┌──
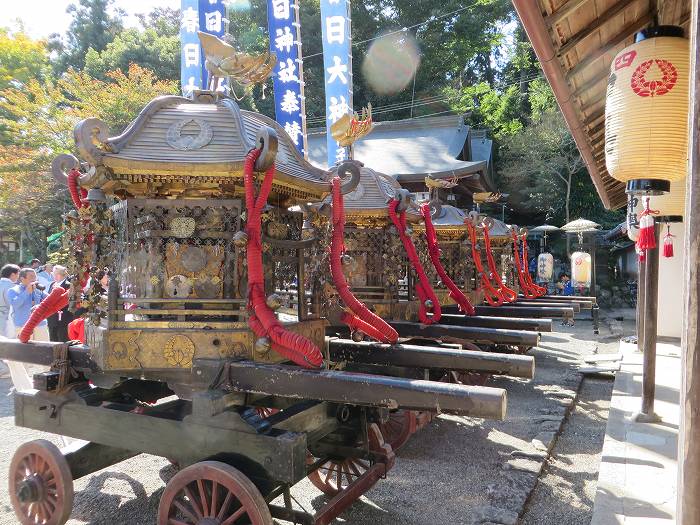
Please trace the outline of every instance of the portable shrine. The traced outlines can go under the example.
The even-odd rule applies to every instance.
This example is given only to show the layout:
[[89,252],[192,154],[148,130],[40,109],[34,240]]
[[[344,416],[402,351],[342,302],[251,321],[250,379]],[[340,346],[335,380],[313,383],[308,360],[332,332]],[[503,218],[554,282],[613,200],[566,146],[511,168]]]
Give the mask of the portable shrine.
[[[20,523],[65,523],[74,479],[139,453],[181,468],[163,492],[159,525],[214,508],[212,523],[242,513],[263,525],[273,516],[330,523],[393,465],[380,429],[388,409],[504,417],[505,391],[425,377],[532,377],[527,356],[329,341],[313,284],[328,273],[317,265],[329,245],[298,206],[375,190],[308,164],[274,121],[198,91],[155,99],[120,135],[88,119],[75,136],[81,161],[54,162],[75,205],[64,235],[73,286],[55,290],[19,340],[0,342],[0,357],[51,367],[34,376],[35,391],[16,394],[17,424],[84,443],[18,449],[9,491]],[[376,242],[387,244],[372,256],[400,253],[388,235]],[[82,294],[103,268],[109,289],[93,278]],[[409,302],[401,268],[390,289],[399,306]],[[379,274],[365,271],[355,282],[375,290]],[[87,310],[85,344],[29,340],[42,317],[71,302]],[[343,351],[370,356],[366,369],[346,372]],[[388,373],[397,367],[404,372]],[[290,487],[307,475],[335,496],[313,516],[289,504]],[[206,494],[191,498],[191,487]],[[278,495],[284,506],[266,503]]]

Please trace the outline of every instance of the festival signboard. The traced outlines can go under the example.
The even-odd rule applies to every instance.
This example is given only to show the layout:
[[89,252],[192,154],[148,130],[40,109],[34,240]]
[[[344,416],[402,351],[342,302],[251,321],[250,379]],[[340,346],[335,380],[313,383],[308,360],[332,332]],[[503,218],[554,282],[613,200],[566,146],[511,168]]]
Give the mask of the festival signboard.
[[[187,96],[195,89],[208,87],[204,54],[197,31],[222,38],[226,33],[224,0],[181,0],[180,19],[180,81]],[[217,86],[221,89],[223,82]]]
[[306,156],[306,110],[298,0],[268,0],[270,51],[277,55],[273,70],[275,118]]
[[326,143],[328,166],[349,158],[344,148],[331,136],[331,126],[352,112],[352,46],[350,0],[321,0],[321,34],[323,70],[326,89]]

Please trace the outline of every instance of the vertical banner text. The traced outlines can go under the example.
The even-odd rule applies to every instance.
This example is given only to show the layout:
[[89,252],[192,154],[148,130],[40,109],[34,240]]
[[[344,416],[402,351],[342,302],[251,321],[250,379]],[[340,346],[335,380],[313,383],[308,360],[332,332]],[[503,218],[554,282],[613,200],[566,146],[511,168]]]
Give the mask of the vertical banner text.
[[298,0],[267,0],[273,70],[275,118],[306,156],[306,111]]
[[331,126],[352,112],[352,46],[350,0],[321,0],[323,71],[326,88],[326,143],[328,167],[349,157],[331,136]]

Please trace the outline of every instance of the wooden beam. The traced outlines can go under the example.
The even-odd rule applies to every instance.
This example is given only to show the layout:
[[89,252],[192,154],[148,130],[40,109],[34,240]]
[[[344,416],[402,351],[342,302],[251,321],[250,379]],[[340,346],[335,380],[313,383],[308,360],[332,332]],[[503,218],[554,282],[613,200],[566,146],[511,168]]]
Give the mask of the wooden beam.
[[605,129],[605,122],[601,122],[597,126],[591,128],[588,130],[588,133],[595,133],[598,130]]
[[598,31],[607,22],[619,15],[623,10],[627,9],[629,5],[636,0],[620,0],[616,4],[613,4],[610,9],[605,11],[602,15],[595,18],[590,24],[581,29],[575,35],[572,35],[560,48],[558,55],[560,57],[566,55],[570,51],[579,45],[586,38]]
[[600,107],[600,105],[603,104],[605,105],[605,97],[596,97],[594,102],[591,102],[590,104],[587,104],[586,106],[581,106],[581,113],[587,113],[591,111],[592,109]]
[[584,127],[589,128],[589,133],[590,133],[590,128],[595,125],[597,128],[600,124],[599,122],[601,120],[605,120],[605,108],[601,109],[597,113],[593,113],[590,115],[583,123]]
[[563,6],[561,6],[557,11],[549,16],[544,17],[544,23],[547,27],[552,27],[557,22],[561,22],[571,13],[576,11],[579,7],[584,6],[588,3],[588,0],[569,0]]
[[647,13],[640,19],[635,20],[631,24],[625,26],[625,28],[622,31],[620,31],[617,35],[611,38],[604,46],[593,50],[586,57],[582,58],[574,67],[572,67],[569,70],[569,72],[566,74],[566,79],[571,81],[571,78],[573,76],[578,75],[581,71],[593,64],[600,57],[605,56],[606,54],[614,51],[617,46],[619,46],[629,37],[634,35],[636,32],[644,29],[644,27],[646,27],[650,22],[652,22],[653,18],[654,17],[652,13]]
[[692,0],[690,35],[689,173],[686,182],[685,260],[678,433],[679,525],[700,524],[700,0]]
[[[598,75],[591,77],[590,80],[585,82],[584,84],[581,84],[579,87],[577,87],[574,92],[571,94],[572,97],[580,97],[583,95],[586,91],[594,87],[596,84],[601,82],[603,79],[607,79],[608,76],[610,75],[610,72],[605,70],[601,71]],[[605,90],[603,90],[605,91]]]
[[682,25],[680,23],[683,8],[688,0],[664,0],[659,6],[659,24]]

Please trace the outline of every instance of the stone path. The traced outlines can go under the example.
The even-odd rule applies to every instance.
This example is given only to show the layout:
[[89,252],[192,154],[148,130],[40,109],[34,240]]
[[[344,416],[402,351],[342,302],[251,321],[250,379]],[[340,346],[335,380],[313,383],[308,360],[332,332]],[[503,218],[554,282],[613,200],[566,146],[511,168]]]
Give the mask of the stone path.
[[592,525],[675,523],[680,345],[659,343],[656,361],[657,424],[635,423],[641,408],[642,354],[621,344],[598,478]]

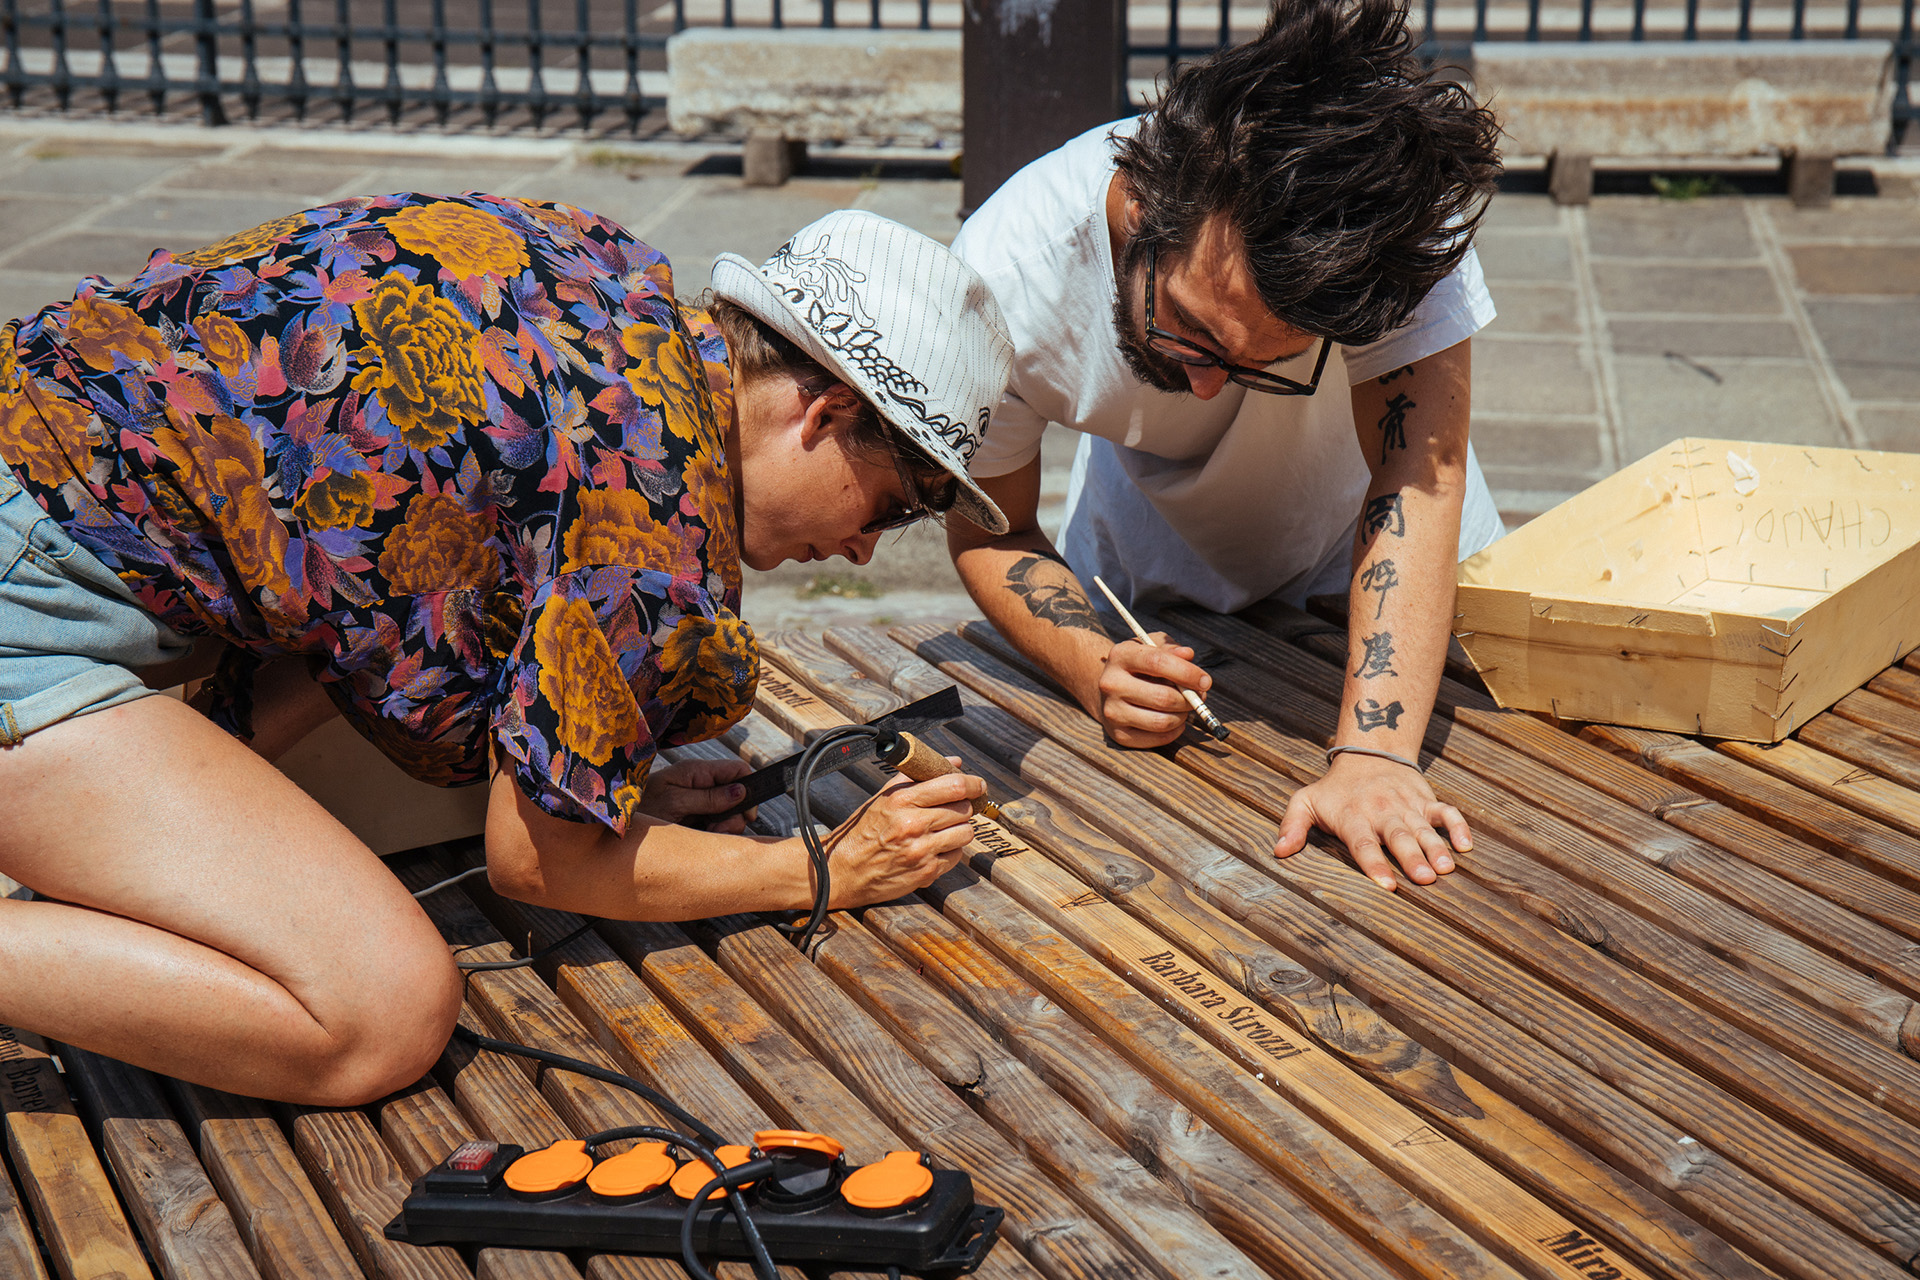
└──
## What is needed
Please return all lines in the material above that include the word "traced".

## Task solution
Please trace the outline of every instance of the portable shrine. The traced outlines can go under the example.
Please trace the outline of every instance of the festival signboard. The traced outlines can go under the example.
Please trace the outline of every instance of the vertical banner text. The traced outlines can go under the example.
Please trace the outline of every instance of the wooden beam. The traced outlines can go under the example.
Please trace the outline of every instance of the stone path. The traced outlines can go under the example.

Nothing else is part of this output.